- Data for this task:

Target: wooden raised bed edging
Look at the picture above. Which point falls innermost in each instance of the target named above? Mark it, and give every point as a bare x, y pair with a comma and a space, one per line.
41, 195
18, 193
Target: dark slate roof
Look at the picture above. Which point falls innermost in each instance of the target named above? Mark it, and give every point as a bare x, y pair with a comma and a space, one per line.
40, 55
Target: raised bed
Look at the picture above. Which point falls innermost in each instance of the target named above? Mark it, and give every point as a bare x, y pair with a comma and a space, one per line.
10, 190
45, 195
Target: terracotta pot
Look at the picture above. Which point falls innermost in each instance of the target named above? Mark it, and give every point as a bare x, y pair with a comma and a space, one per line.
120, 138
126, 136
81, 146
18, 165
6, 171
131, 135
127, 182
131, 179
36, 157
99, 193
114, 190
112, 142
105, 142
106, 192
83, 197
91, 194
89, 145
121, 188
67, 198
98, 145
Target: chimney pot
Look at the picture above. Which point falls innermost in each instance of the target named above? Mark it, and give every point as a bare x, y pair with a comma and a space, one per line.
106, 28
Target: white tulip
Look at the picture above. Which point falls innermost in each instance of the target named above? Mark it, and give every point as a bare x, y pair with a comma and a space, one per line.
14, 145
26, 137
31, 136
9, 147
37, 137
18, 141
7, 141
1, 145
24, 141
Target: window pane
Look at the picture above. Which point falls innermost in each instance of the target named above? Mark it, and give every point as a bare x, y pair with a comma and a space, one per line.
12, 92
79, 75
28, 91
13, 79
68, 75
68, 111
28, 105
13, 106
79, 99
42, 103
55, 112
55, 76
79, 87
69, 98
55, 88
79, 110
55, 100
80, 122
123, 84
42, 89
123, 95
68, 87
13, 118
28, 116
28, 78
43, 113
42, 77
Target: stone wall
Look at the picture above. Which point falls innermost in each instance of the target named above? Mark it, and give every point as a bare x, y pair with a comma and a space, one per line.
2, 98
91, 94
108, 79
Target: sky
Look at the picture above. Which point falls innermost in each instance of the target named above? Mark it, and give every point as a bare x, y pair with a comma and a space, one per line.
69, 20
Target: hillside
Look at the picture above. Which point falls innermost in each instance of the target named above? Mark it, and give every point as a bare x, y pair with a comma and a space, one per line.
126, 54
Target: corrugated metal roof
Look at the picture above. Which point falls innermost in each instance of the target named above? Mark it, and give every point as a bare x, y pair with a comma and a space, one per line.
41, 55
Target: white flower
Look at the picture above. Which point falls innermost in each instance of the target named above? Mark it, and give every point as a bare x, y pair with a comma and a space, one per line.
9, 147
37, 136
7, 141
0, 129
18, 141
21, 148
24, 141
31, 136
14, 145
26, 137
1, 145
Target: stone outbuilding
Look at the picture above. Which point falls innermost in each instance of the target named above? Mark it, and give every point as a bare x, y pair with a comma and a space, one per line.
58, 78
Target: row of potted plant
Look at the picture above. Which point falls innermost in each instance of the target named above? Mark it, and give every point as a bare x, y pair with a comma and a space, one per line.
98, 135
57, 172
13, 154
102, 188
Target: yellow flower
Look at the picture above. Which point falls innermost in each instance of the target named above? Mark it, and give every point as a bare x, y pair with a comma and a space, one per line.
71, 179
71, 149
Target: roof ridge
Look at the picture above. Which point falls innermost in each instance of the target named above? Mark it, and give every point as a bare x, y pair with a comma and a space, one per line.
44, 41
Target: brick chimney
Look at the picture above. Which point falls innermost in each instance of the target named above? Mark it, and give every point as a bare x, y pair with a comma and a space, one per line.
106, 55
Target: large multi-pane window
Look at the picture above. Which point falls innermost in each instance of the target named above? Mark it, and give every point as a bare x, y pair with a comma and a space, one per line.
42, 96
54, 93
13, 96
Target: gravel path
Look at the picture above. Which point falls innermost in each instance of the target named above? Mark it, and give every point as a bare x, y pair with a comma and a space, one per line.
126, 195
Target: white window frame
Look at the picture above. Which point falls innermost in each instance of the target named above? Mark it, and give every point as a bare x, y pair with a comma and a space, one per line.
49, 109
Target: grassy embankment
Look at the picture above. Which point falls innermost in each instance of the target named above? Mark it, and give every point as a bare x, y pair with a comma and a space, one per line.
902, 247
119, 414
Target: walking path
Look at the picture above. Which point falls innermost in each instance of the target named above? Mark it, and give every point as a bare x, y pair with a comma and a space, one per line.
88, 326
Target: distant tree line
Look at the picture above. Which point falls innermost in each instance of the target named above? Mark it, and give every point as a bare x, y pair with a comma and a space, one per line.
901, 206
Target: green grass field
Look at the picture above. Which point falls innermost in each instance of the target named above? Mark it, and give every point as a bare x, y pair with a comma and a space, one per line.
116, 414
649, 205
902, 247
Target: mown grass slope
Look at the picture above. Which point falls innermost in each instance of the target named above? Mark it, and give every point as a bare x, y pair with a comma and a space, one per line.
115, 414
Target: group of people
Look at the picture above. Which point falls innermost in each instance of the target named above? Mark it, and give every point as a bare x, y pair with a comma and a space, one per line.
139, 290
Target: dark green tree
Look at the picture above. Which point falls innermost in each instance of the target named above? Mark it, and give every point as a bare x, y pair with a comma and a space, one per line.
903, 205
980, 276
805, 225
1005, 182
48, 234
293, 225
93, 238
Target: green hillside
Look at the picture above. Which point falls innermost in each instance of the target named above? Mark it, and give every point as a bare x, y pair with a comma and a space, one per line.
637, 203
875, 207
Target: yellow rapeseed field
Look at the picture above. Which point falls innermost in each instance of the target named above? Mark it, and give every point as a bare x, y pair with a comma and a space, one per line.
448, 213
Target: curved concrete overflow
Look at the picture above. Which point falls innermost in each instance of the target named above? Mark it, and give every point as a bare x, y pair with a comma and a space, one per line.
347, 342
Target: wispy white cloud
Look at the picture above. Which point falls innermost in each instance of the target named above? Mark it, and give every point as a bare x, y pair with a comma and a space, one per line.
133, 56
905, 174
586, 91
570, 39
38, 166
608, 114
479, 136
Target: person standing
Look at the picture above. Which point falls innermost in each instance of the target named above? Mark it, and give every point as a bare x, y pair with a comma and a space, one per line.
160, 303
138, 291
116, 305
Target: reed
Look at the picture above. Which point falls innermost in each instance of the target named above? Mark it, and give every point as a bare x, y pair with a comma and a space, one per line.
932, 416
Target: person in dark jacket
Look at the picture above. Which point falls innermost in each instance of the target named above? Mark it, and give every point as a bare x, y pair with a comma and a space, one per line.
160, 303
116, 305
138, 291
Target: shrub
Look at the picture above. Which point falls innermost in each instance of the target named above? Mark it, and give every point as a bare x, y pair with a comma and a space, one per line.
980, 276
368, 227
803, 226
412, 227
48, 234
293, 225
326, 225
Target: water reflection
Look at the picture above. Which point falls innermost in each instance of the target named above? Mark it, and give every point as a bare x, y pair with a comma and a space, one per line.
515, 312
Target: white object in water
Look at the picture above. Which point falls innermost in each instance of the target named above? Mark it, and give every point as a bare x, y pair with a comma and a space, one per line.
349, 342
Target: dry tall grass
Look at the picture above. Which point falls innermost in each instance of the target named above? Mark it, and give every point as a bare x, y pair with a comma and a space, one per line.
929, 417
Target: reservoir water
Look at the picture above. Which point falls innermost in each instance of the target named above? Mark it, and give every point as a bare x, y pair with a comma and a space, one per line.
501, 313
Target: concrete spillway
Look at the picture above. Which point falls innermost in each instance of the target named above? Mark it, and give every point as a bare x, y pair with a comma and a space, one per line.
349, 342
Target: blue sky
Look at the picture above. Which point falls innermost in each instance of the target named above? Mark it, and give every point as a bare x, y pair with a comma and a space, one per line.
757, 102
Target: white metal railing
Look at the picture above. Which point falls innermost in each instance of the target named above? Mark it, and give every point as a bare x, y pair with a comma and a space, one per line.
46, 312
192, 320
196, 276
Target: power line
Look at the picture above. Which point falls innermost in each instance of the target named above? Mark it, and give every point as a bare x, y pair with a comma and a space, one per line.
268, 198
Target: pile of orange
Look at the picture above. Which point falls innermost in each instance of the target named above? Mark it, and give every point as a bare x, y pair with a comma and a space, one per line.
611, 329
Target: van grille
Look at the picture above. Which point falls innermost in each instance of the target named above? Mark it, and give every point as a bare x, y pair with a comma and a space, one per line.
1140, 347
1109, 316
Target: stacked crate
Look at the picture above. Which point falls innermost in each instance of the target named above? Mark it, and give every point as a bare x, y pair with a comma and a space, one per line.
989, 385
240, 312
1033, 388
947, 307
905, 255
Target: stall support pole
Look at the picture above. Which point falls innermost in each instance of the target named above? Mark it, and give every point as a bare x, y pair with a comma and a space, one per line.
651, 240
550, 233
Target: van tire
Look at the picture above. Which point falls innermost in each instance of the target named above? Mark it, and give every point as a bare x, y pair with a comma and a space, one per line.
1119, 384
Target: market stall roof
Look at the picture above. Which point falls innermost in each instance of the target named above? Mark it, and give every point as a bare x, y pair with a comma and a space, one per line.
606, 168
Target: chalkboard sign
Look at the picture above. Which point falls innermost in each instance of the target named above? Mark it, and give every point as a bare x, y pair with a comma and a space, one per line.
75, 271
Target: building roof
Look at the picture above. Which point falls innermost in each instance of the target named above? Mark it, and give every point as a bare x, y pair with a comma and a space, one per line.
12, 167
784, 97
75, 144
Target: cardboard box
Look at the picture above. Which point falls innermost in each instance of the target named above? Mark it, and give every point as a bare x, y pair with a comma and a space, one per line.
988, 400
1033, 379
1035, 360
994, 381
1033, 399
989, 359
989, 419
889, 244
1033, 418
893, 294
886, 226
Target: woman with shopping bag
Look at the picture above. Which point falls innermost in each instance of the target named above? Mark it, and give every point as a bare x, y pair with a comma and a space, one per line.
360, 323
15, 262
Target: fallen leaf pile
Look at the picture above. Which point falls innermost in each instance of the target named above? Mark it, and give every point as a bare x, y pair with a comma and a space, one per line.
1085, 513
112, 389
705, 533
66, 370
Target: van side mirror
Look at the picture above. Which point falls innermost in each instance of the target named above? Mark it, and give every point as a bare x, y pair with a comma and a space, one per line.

- What to do: Copy out every line of the records from the one holding "Target: building roof" through the end of the records, inclusive, with the requests included. Raise each point coordinate in the answers by 61.

- Task output:
Target: building roof
Look at the picture above. Which point falls innermost in each instance of the target named above? Mark it, and give every point as a bare x, y pair with a comma and a space, one per line.
73, 228
845, 158
136, 205
Target: cardboard box
Look at the picture above. Which point falls innermost in each instance of the target named above? Mark it, and give every point as a bare x, y pair with a comma and a space, one per line.
1049, 461
1094, 440
1096, 421
1055, 442
1094, 460
1050, 420
1050, 480
950, 305
1094, 479
954, 355
947, 287
Target: woman with shopping bag
Look at the picture above. Which point falls innermost in each instance of the target named above? Mark it, and give every point as a bare x, y pair with a comma and a space, one per line.
421, 384
76, 323
Target: fallen leaf pile
Look at the picture above. Which point falls innermost in each instance of the target named above? Mark it, and give every point as a bare x, y pair with a comma and a space, one per line.
1146, 574
173, 450
766, 594
127, 431
Target: van side mirror
Look at the picture above. Which point falls innermost in each instance of the target named above? Mark it, and give every point as a bare x, y pair with a comma and a space, one per line.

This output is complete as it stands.